--- START Document text ---

Federal drug agent accepted bribes to give agency secrets to defense attorneys: prosecutors
A logo reading DEA Special Agent is pictured in the Office of the US Drug Enforcement Administration on May 29, 2019 in New York City. - JOHANNES EISELE/AFP/TNS

On Friday, The Daily Beast reported that a Drug Enforcement Administration agent is being charged with accepting "tens of thousands of dollars" in bribes to release agency secrets to the defense attorneys of suspects.

"John Costanzo, Jr., 47, traded 'nonpublic DEA information, including information about forthcoming, sealed indictments and nonpublic investigations, such as the identities of individuals charged and the anticipated timing of arrests; and intelligence which Costanzo obtained from a confidential DEA database,' according to an indictment unsealed in Manhattan federal court," reported Justin Rohrlich. "Costanzo, who allegedly used a so-called burner phone to throw investigators off the scent, spent the money on repairs to his Porsche, airline tickets, and a $50,000 down payment on a condominium, the filing alleges."

--- END Document text ---

▶ [Given problem 1]: According to the article, what vehicle did Costanzo allegedly spend money repairing?
▶ [Given problem 2]: List every purchase or expense that the article says Costanzo made with the money.
▶ [Given problem 3]: Rewrite the passage of the article between "On Friday, The" and "attorneys of suspects.", inclusive, replacing "bribes" with "kickbacks".

--- START Raw data ---

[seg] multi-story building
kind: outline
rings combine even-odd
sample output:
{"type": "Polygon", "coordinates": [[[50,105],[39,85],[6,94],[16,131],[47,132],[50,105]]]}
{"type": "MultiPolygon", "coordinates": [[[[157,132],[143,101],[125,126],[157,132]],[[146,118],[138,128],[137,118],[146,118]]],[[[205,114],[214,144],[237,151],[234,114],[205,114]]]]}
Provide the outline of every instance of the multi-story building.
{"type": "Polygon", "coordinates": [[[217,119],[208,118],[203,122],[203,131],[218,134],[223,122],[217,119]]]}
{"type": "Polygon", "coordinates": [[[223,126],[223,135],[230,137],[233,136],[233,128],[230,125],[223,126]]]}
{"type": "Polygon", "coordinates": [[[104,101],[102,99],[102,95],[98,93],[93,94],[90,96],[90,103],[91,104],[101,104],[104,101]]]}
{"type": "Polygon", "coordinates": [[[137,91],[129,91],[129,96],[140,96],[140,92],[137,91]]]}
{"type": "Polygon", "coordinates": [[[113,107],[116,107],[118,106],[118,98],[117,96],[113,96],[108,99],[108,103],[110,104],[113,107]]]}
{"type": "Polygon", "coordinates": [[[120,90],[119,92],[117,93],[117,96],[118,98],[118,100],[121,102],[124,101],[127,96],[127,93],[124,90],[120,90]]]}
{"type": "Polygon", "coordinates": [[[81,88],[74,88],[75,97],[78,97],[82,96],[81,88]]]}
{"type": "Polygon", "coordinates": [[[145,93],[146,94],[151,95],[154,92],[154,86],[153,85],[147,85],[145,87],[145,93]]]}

--- END Raw data ---

▶ [Written response 1]: His Porsche.

▶ [Written response 2]:
- Repairs to his Porsche
- Airline tickets
- A $50,000 down payment on a condominium

▶ [Written response 3]:
On Friday, The Daily Beast reported that a Drug Enforcement Administration agent is being charged with accepting "tens of thousands of dollars" in kickbacks to release agency secrets to the defense attorneys of suspects.